'''
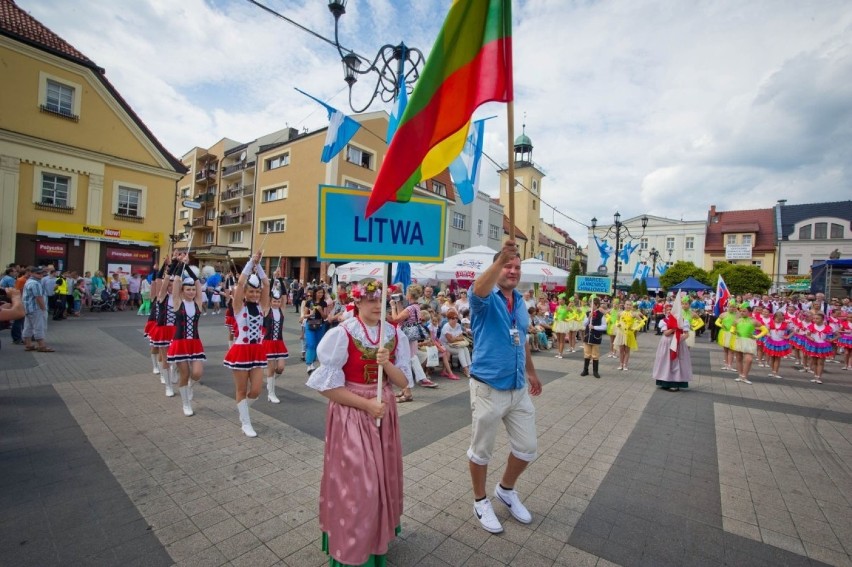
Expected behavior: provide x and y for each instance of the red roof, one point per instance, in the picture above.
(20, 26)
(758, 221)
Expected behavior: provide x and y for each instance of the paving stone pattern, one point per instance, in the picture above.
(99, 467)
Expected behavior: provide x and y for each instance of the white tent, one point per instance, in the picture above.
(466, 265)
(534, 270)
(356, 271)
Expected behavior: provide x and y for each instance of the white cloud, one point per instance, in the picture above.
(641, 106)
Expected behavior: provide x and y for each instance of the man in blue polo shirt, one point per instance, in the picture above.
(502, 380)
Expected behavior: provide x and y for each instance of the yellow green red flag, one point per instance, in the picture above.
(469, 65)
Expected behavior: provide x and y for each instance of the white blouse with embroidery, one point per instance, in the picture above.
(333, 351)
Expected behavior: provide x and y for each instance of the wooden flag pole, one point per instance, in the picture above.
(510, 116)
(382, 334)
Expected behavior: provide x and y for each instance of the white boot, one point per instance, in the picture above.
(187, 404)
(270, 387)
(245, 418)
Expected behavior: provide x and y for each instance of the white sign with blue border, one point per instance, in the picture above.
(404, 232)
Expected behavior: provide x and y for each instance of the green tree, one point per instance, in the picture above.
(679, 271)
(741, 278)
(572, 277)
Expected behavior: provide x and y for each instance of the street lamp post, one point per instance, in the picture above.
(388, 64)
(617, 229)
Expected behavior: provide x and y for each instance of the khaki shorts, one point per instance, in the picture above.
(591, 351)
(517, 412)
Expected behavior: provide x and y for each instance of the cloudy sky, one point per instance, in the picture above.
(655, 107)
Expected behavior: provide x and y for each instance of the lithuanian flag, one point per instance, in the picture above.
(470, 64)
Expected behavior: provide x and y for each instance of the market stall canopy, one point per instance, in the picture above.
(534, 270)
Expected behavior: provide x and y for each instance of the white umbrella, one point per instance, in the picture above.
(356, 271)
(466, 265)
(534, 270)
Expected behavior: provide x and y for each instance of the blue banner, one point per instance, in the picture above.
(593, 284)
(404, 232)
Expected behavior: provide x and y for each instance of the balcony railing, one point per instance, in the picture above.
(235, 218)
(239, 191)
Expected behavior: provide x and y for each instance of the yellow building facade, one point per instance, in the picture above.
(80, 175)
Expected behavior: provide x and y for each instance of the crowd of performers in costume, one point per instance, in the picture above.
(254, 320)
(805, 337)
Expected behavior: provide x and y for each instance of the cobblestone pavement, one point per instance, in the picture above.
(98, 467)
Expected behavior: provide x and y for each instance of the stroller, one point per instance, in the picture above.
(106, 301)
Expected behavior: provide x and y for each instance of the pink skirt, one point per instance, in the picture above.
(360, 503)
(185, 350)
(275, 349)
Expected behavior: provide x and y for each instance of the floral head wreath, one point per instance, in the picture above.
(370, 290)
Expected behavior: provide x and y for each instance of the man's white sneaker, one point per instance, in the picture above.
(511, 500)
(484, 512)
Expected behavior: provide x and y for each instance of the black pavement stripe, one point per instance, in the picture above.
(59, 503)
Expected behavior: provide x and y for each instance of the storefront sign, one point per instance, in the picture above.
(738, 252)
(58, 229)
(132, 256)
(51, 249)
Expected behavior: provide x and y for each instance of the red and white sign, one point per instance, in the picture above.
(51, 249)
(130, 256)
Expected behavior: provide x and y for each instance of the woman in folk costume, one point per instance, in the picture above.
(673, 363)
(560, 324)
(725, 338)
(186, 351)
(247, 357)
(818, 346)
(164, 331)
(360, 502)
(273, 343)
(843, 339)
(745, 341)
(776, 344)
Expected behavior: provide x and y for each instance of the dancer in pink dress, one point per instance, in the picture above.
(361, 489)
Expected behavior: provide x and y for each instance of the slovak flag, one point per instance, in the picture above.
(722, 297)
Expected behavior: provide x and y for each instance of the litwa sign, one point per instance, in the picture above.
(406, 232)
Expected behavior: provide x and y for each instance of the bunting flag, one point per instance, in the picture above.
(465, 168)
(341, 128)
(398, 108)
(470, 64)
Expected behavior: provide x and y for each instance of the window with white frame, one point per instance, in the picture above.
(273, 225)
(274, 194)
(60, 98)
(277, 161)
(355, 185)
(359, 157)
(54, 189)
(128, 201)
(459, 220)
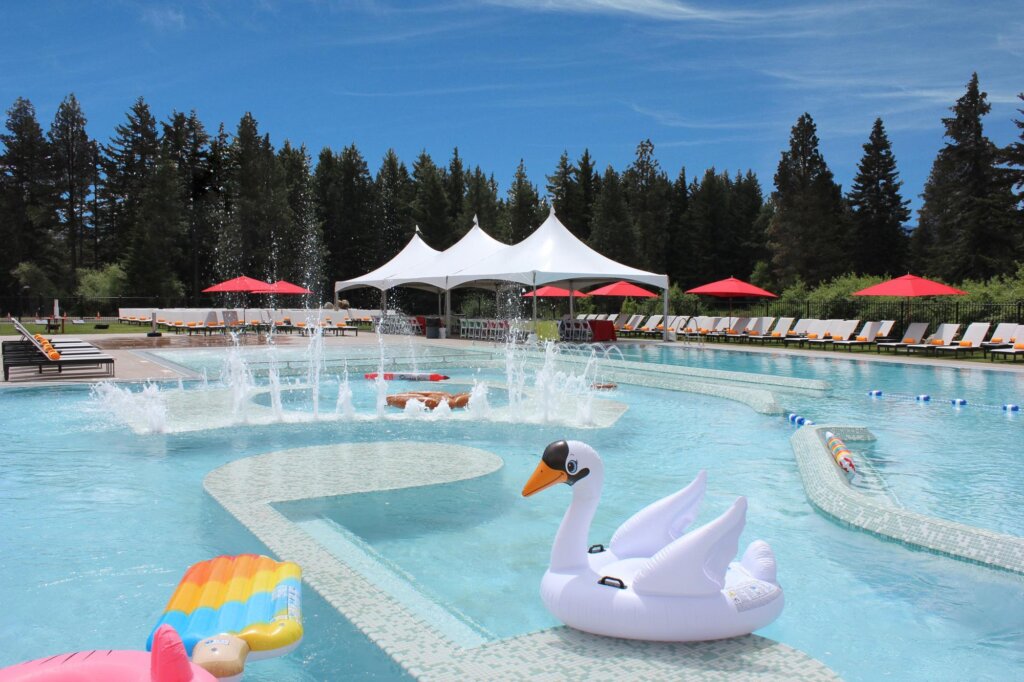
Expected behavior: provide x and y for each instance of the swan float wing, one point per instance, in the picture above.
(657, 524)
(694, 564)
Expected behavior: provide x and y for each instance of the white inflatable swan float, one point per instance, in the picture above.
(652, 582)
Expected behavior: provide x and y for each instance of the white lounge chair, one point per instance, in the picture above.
'''
REQUIRED TASK => Exclude the images and reproduce the remaining data exactly.

EXPECTED ANSWER =>
Expected behavior: provide x and y for each instance of the red roof, one point per instance, in the picture above.
(20, 26)
(758, 221)
Expected behavior: provide x and y for each instance of the paving stone pattern, one point per instance, in the picture above.
(99, 467)
Expected behavior: provide x and y for each instance of the white tent, one point per instance, in the picture above.
(466, 265)
(534, 270)
(356, 271)
Expected behavior: provide x and y for each instance of the white cloud, one point per instance, in the picture above.
(641, 106)
Expected behavior: provide x and y for each instance of the man in blue polo shirt, one point per instance, in the picture above.
(502, 380)
Expected behavior: provide x and y for each instance of the yellow green red flag, one point per instance, in the picture above.
(469, 65)
Expected behavior: provide x and y for each instance of the white blouse with embroidery, one point per instance, in the picture above.
(333, 351)
Expected behavior: provide x and y for each instance of the wooden flag pole, one point per instance, in the picture above.
(510, 116)
(382, 334)
Expected behavior: provide x and y for each instance of the white boot, one point per instance, in the picture above.
(187, 404)
(270, 387)
(245, 418)
Expected behavior: provide x and y for each instance of the white sign with blue border, one point per instance, in the picture above.
(404, 232)
Expected behavior: provide x and y for each instance of the green tree, one point per instance, in the picture above.
(679, 271)
(741, 278)
(572, 277)
Expected behavior: provide x and y for each instance of the street lamp post, one point per instance, in the picture above.
(388, 64)
(617, 229)
Expected behavior: provide x and y for each instance of the khaki shorts, one point per instance, in the picture above.
(591, 351)
(517, 412)
Expected behavior: provide x and y for each instance of the cloudy sky, one point per instance, in the picture above.
(655, 107)
Expected behavior: provide x and y for each instance of the lithuanian flag, one point per instance, in the picture above.
(470, 64)
Expected behavior: provide x and y for each instance of the market stall canopy, one point per instance, in the picture above.
(534, 270)
Expected behavior: provide x and y for each instance of the white umbrella, one point per instance, in the picture above.
(356, 271)
(466, 265)
(534, 270)
Expected behavior: provide x and y for each instance of the blue banner, one point per instance, in the picture above.
(593, 284)
(404, 232)
Expected behavior: provide x and y for each instance of the balcony railing, one point per instance, in the picture above.
(235, 218)
(239, 191)
Expected behavior: provide x and y for each instance of the yellow building facade, one point per instance, in the picture above.
(80, 175)
Expected behavior: provide x and y for each instance of the crowd of performers in costume, one point per instance, in the picture above.
(254, 320)
(805, 337)
Expected behavior: provide x and y for each instance of the cobblestone pavement, one point per instance, in the picture above.
(98, 467)
Expected behavior: provide x and y for each instance of the stroller, one point per instance, in the picture above.
(106, 301)
Expected behavior: provide x and y for each instance of the pink skirt, one point per instance, in the picture above.
(360, 503)
(185, 350)
(275, 349)
Expected behavior: provide x and y for each instance of the floral head wreath, one point per instance, in the picture above.
(370, 290)
Expected behavior: provide x and y for each instance of the man's white sneaker, one point per instance, in the picture above.
(511, 500)
(484, 512)
Expected behavior: provide x and y for each instance of the black pavement stripe, one point per instance, in the picture above.
(59, 503)
Expected behavior: provide x and y for each instance of the storefront sign, one point per instance, in the picture above.
(738, 252)
(58, 229)
(132, 256)
(51, 249)
Expected behavior: provide x and y for each instance of the red and white sign, one point per instance, in the picture above.
(51, 249)
(130, 256)
Expected behavior: provide x and y for each instance of the woman in folk costume, one point per instance, in the picture above.
(673, 363)
(560, 324)
(725, 338)
(186, 351)
(247, 357)
(818, 346)
(164, 331)
(360, 502)
(273, 343)
(843, 339)
(745, 341)
(776, 344)
Expected behavior: provide x and y for each instance of the dancer in pink dress, one point per instance, in the picture above.
(361, 489)
Expected behavior: provide x and y for each instance of the slovak flag, one point per instance, in the picture above.
(722, 297)
Expected behavior: provide x and y for each instance of the litwa sign, one point per instance, in the picture above.
(406, 232)
Expected behavior: provide x and y for each instance of the bunting flag, one point per instance, in the picture above.
(465, 168)
(341, 128)
(398, 108)
(470, 64)
Expected behavior: provide x and y for each instance of the window with white frame, one point per instance, in the picture above.
(273, 225)
(274, 194)
(60, 98)
(277, 161)
(355, 185)
(359, 157)
(54, 189)
(128, 201)
(459, 220)
Expected behavior: provide x and y for each instance of the swan float wing, one point per instance, in the picture above.
(657, 524)
(694, 564)
Expected behavior: provide x and y for each instance of the white inflatable swan float, one point per instance, in the picture above.
(652, 582)
Expected behavior: provide x and y for each instance of the white lounge chair, one point per instance, in the picture above.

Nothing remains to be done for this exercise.